__EXERCISE__. Reproduce the material exactly, omitting nothing.

--- start ---

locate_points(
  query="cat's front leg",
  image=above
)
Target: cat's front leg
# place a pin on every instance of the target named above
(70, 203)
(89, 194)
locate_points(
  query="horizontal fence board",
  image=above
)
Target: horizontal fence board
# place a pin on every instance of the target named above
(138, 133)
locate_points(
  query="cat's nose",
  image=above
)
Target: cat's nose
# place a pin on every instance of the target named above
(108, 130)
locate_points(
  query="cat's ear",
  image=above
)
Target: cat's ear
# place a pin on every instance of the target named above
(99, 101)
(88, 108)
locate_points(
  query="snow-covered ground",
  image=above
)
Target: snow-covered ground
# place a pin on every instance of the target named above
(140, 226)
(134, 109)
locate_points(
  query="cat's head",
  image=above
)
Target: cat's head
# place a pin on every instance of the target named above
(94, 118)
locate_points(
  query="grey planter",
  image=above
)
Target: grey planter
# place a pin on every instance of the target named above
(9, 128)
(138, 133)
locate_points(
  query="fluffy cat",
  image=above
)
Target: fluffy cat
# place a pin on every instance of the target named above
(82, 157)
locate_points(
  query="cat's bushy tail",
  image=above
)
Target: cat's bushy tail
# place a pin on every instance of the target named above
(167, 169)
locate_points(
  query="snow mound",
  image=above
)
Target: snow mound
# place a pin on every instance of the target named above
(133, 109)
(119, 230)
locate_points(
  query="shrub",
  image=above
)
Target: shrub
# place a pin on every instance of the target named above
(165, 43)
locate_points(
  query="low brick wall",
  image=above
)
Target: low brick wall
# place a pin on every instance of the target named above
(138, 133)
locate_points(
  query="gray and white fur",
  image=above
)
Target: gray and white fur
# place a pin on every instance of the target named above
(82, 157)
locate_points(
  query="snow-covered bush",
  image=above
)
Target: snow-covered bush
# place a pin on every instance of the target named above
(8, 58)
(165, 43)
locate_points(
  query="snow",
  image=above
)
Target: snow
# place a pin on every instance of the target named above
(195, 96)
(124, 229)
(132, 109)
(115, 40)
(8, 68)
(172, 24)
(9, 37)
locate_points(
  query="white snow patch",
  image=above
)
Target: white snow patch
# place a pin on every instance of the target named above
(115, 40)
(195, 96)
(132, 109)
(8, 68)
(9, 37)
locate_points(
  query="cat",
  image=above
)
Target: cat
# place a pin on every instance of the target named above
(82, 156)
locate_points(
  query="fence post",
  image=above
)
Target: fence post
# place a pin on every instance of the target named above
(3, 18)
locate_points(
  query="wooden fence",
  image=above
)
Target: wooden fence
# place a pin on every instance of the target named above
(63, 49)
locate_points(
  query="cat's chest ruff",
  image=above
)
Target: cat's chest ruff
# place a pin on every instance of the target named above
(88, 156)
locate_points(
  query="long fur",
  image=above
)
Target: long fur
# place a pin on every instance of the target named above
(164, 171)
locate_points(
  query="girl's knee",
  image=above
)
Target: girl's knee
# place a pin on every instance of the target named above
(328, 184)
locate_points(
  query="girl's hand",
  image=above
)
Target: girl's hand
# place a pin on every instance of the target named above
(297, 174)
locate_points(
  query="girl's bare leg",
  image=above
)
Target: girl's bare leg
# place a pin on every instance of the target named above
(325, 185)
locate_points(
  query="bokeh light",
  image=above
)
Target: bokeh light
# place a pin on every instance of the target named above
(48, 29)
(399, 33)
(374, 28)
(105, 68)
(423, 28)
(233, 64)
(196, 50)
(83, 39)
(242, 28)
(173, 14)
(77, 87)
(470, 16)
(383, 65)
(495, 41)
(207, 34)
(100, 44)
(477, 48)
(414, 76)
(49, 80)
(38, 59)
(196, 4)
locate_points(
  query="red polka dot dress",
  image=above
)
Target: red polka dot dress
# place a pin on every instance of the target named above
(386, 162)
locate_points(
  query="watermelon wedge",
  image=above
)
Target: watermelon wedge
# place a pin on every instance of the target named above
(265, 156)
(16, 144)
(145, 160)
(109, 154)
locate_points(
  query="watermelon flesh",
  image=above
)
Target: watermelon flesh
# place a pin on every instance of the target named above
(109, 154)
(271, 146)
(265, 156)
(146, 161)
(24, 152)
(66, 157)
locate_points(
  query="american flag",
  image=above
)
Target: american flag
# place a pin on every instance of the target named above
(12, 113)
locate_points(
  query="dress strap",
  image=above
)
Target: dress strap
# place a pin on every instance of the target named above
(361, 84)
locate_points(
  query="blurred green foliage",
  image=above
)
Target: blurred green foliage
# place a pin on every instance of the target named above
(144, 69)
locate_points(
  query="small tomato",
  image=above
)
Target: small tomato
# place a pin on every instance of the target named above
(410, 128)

--- end ---

__FULL ANSWER__.
locate_points(
  query="cat's front leg",
  image=above
)
Target: cat's front leg
# place a pin on every instance of the target named above
(70, 203)
(89, 194)
locate_points(
  query="horizontal fence board",
  image=above
)
Target: horizontal fence board
# place a pin on every instance of the target named above
(138, 133)
locate_points(
  query="cat's nose",
  image=above
)
Target: cat's nose
# place a pin on every instance of the target named above
(108, 130)
locate_points(
  query="cat's ear",
  image=above
)
Target: cat's ear
# place a pin on every instance of the target named above
(99, 101)
(88, 108)
locate_points(
  query="snow-covered ground",
  image=above
)
Target: snow-covered ground
# place a pin on every instance of the target named above
(140, 226)
(134, 109)
locate_points(
  query="cat's head",
  image=above
)
Target: cat's head
# place a pin on every instance of the target named above
(94, 118)
locate_points(
  query="grey planter",
  image=above
)
Target: grey planter
# place a pin on every instance of the target named above
(9, 128)
(138, 133)
locate_points(
  query="fluffy cat",
  image=above
)
Target: fluffy cat
# place a pin on every instance of the target named above
(82, 157)
locate_points(
  query="cat's bushy tail",
  image=above
)
Target: cat's bushy tail
# place a pin on every instance of the target named above
(167, 169)
locate_points(
  query="snow mound",
  image=above
)
Target: snow mound
# place a pin on every instance of the target named above
(133, 109)
(119, 230)
locate_points(
  query="shrub",
  image=above
)
Target: shrub
# place a pin on every instance of the target named above
(165, 43)
locate_points(
  query="low brick wall",
  image=above
)
Target: low brick wall
# place a pin on every instance of the target named above
(138, 133)
locate_points(
  query="gray and white fur",
  image=above
)
Target: gray and white fur
# place a pin on every instance of the target named above
(82, 157)
locate_points(
  query="snow-covered bush",
  image=above
)
Target: snow-covered bush
# place a pin on every instance of the target named above
(8, 58)
(165, 43)
locate_points(
  query="snow",
  image=above
)
Target: snow
# place a pin on every instance of the target named above
(195, 96)
(124, 229)
(132, 109)
(115, 40)
(8, 68)
(172, 24)
(9, 37)
locate_points(
  query="white snow patch",
  image=above
)
Target: white snow patch
# place a pin on every instance of the target named above
(115, 40)
(195, 96)
(132, 109)
(8, 68)
(9, 37)
locate_points(
  query="cat",
  image=above
)
Target: cat
# place a pin on every instance of the target named above
(82, 156)
locate_points(
  query="fence post",
  image=above
)
Target: fence post
# place a pin on every instance of the target named above
(3, 18)
locate_points(
  query="wooden fence",
  image=above
)
Target: wooden fence
# place a pin on every instance of the target named above
(63, 49)
locate_points(
  query="cat's chest ruff",
  image=above
)
Target: cat's chest ruff
# place a pin on every instance of the target named above
(88, 156)
locate_points(
  query="long fur",
  image=above
)
Target: long fur
# place a pin on every instance of the target named above
(164, 171)
locate_points(
  query="girl's knee",
  image=above
)
Target: girl's knee
# place a pin on every instance of the target named above
(328, 184)
locate_points(
  query="girl's hand",
  image=above
)
Target: girl's hand
# place a pin on every instance of the target named above
(297, 174)
locate_points(
  query="girl's bare leg",
  image=above
)
Target: girl's bare leg
# place a pin on every instance of the target named above
(325, 185)
locate_points(
  query="bokeh light",
  image=above
)
Target: bokeh light
# place a pin on every instance of the target named above
(48, 29)
(399, 33)
(374, 28)
(105, 68)
(423, 28)
(233, 64)
(196, 50)
(83, 39)
(242, 28)
(173, 14)
(77, 87)
(470, 16)
(383, 65)
(495, 41)
(207, 34)
(100, 44)
(477, 48)
(414, 76)
(49, 80)
(38, 59)
(196, 4)
locate_points(
  query="red polka dot dress",
  image=above
)
Target: red polka dot dress
# place a pin on every instance of the target named above
(386, 162)
locate_points(
  query="watermelon wedge",
  image=above
)
Target: watermelon wedge
# place a pin on every instance of the target named above
(265, 156)
(16, 144)
(145, 160)
(109, 154)
locate_points(
  query="watermelon flesh",
  image=above
)
Target: watermelon flesh
# place a pin on every instance of the target named above
(109, 154)
(271, 146)
(265, 156)
(146, 161)
(24, 152)
(66, 157)
locate_points(
  query="american flag",
  image=above
)
Target: american flag
# place a pin on every instance of the target named above
(12, 113)
locate_points(
  query="dress strap",
  image=above
)
Target: dress strap
# place a pin on every instance of the target named above
(361, 84)
locate_points(
  query="blurred green foliage",
  image=above
)
Target: blurred green foliage
# place a pin on every instance of the target named above
(144, 69)
locate_points(
  query="small tomato",
  image=above
)
Target: small tomato
# place a pin on every instance of the target named above
(410, 128)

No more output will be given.